#### Vorliegender Textauszug

<<<<

S.P.O.N. - Die Mensch-Maschine Wenn Ahnungslosigkeit auf Bösartigkeit trifft

Ist Deutschland digitalfeindlich? Die Affäre um den Staatstrojaner legt diesen Schluss nahe, findet Sascha Lobo und macht gleichzeitig Hoffnung, dass dies kein Dauerzustand sein muss. Aber einer, der viel Geduld erfordert.

Vielleicht hat die ehemalige niedersächsische Sozialministerin Mechthild Ross-Luttmann (CDU) bei der Landtagsdebatte um die "Vorratsdatenspeicherung" den entlarvendsten Satz des Jahres gesagt: "Es geht nicht darum, dass wir zu einem Überwachungsstaat werden, sondern lediglich darum, zu speichern, wer wann mit wem und wo telefoniert hat."

Dieser absurde Satz lässt ein so komplexes Unverständnis der Materie vermuten, dass jede ernsthafte Diskussion unmöglich wird. Und offenbar handelt es sich nicht um einen einmaligen Ausrutscher. Das aktuelle Debakel um den Staatstrojaner zeigt, dass Teile des deutschen Staatsapparates im digitalen Raum eher durch Fachwissen unbelastet agieren.

>>>>

#### Materialauszüge
<<<<

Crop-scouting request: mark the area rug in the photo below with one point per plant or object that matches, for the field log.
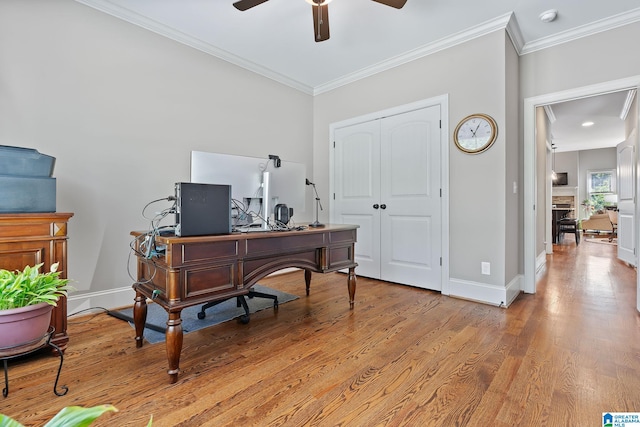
(225, 311)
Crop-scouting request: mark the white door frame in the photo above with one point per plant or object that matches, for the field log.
(443, 102)
(530, 104)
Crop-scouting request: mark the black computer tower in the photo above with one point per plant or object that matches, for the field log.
(202, 209)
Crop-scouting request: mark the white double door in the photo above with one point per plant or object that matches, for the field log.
(387, 181)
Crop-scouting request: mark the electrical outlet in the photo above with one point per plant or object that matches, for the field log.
(486, 268)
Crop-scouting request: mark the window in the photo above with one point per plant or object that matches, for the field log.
(601, 188)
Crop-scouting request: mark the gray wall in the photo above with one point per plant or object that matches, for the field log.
(477, 182)
(121, 108)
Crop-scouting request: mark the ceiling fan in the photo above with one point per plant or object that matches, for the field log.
(320, 10)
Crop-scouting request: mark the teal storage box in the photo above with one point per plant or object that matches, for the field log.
(27, 194)
(26, 182)
(18, 161)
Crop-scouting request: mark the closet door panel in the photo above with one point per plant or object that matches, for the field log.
(410, 192)
(357, 190)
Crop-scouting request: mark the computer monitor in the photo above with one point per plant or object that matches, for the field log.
(246, 175)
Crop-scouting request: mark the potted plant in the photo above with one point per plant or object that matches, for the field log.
(26, 300)
(70, 416)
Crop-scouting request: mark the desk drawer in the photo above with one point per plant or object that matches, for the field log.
(285, 243)
(208, 280)
(195, 253)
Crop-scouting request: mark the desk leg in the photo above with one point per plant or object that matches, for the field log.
(351, 284)
(307, 280)
(174, 344)
(140, 317)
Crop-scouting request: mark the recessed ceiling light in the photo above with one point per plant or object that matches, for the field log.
(549, 15)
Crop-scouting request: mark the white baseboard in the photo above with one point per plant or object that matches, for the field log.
(108, 299)
(501, 296)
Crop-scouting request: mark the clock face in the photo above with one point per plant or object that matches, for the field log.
(475, 133)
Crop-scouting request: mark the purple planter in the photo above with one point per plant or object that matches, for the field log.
(25, 324)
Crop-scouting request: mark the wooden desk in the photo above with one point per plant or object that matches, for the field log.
(34, 238)
(196, 270)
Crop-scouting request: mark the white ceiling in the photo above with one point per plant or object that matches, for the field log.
(276, 38)
(607, 112)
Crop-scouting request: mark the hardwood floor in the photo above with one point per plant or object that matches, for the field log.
(402, 357)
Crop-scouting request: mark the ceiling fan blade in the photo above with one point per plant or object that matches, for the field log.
(393, 3)
(247, 4)
(320, 22)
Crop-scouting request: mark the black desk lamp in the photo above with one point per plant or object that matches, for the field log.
(315, 224)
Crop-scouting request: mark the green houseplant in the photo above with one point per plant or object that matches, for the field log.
(26, 300)
(71, 416)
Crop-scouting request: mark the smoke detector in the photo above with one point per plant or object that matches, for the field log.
(549, 15)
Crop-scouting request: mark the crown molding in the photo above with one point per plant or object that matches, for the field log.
(583, 31)
(480, 30)
(161, 29)
(505, 22)
(627, 104)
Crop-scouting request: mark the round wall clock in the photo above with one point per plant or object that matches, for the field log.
(475, 133)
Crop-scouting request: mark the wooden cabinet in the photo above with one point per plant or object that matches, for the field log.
(33, 238)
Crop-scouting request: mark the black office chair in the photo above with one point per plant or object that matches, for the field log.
(241, 301)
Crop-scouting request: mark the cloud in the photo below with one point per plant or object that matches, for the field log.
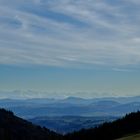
(69, 32)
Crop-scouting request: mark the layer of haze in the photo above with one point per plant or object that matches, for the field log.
(69, 48)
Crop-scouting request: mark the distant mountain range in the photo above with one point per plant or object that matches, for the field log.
(72, 106)
(68, 124)
(71, 114)
(15, 128)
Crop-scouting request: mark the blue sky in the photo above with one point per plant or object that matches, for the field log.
(69, 48)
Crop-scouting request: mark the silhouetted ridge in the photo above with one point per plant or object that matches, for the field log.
(109, 131)
(15, 128)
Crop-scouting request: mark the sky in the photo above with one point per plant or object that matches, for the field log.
(60, 48)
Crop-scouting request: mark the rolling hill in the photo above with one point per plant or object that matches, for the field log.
(15, 128)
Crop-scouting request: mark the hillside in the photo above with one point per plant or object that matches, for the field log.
(128, 125)
(14, 128)
(132, 137)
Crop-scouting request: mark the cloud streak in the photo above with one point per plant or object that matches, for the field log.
(69, 33)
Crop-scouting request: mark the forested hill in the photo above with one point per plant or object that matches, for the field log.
(14, 128)
(109, 131)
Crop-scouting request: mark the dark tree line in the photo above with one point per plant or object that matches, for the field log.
(15, 128)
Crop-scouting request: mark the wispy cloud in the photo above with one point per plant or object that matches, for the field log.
(69, 32)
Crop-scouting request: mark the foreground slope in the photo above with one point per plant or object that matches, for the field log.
(14, 128)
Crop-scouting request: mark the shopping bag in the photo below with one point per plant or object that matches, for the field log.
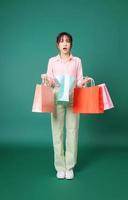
(43, 99)
(65, 84)
(88, 100)
(107, 101)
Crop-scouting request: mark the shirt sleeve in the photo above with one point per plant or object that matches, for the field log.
(79, 73)
(50, 69)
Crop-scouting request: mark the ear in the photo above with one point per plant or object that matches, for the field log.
(57, 45)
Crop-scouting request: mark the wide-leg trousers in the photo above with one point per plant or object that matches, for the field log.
(65, 117)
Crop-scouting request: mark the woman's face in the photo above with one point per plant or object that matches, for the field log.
(64, 45)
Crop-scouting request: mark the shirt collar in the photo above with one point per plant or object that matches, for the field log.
(58, 58)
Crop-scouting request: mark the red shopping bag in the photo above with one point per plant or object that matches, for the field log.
(88, 100)
(43, 99)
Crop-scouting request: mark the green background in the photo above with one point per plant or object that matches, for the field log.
(28, 34)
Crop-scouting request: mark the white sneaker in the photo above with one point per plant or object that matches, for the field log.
(69, 174)
(60, 174)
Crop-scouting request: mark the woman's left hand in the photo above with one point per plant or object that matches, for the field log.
(86, 80)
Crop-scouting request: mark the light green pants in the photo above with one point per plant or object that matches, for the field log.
(65, 160)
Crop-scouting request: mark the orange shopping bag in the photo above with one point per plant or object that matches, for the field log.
(43, 99)
(88, 100)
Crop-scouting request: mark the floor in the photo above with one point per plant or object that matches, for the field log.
(27, 173)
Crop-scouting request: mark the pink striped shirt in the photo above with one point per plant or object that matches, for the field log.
(71, 67)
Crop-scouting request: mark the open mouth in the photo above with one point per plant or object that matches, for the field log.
(64, 48)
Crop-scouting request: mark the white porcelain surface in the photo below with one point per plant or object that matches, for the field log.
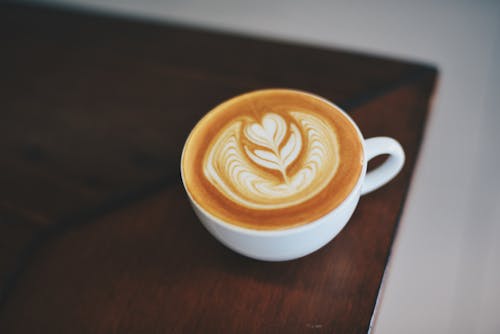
(293, 243)
(443, 274)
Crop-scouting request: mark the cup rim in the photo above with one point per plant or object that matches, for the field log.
(287, 230)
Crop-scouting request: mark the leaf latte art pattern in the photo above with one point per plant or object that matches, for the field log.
(275, 162)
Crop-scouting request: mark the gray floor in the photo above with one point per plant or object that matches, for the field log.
(444, 273)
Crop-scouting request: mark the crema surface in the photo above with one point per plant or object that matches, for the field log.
(272, 159)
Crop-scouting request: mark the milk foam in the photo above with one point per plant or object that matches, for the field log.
(274, 162)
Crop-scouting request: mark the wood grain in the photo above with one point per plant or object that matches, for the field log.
(94, 113)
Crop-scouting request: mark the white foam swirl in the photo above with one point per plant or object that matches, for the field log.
(256, 171)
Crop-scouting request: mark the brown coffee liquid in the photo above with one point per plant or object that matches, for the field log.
(272, 159)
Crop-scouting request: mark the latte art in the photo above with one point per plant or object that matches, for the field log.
(272, 159)
(275, 162)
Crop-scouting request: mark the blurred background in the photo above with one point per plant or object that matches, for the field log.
(444, 271)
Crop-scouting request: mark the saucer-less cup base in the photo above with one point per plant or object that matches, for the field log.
(292, 243)
(295, 242)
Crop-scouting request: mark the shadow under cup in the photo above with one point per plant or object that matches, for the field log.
(314, 231)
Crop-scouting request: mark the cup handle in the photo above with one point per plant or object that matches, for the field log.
(379, 176)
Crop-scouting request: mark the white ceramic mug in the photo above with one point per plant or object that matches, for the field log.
(295, 242)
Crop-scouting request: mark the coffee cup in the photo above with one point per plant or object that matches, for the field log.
(275, 174)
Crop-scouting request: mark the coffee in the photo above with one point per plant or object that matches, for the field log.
(272, 159)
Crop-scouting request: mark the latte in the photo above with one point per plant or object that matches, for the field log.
(272, 159)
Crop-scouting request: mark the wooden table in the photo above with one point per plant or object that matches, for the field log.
(96, 233)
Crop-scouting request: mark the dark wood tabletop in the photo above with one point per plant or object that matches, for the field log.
(96, 232)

>>>>

#### Gestellte Aufgabe 1
Nenne alle Angaben, die laut dem Zitat von Mechthild Ross-Luttmann im Text über den Staatstrojaner gespeichert werden sollen.
#### Gestellte Aufgabe 2
Führe den Text über den Staatstrojaner im Anschluss an seinen letzten Satz weiter.

#### Lösung 1
- wer telefoniert hat
- wann telefoniert wurde
- mit wem telefoniert wurde
- wo telefoniert wurde

#### Lösung 2
Bei vielen Bürgern hat schon die Finanzkrise eine unangenehme Vermutung aufgebracht: Die Ahnungslosigkeit der Politik wird durch bösartige Kräfte ausgenutzt. Das scheint auch in der digitalen Sphäre so zu sein. Durch den Staatstrojaner wird deutlich, dass sich die digitale Ahnungslosigkeit von der Spitzenpolitik bis tief in die ausführende Administration hineinziehen kann. Wenn die vom Chaos Computer Club (CCC) konstatierten, gravierenden Mängel der Staatsmalware so offensichtlich sind, wie die meisten Experten bestätigen - weshalb war in den Behörden niemand in der Lage, das festzustellen? Sitzt wirklich niemand dort, der bei einem überaus verfassungsrelevanten Thema über eine verlässliche, nicht von Eigeninteressen durchseuchte Expertise verfügt?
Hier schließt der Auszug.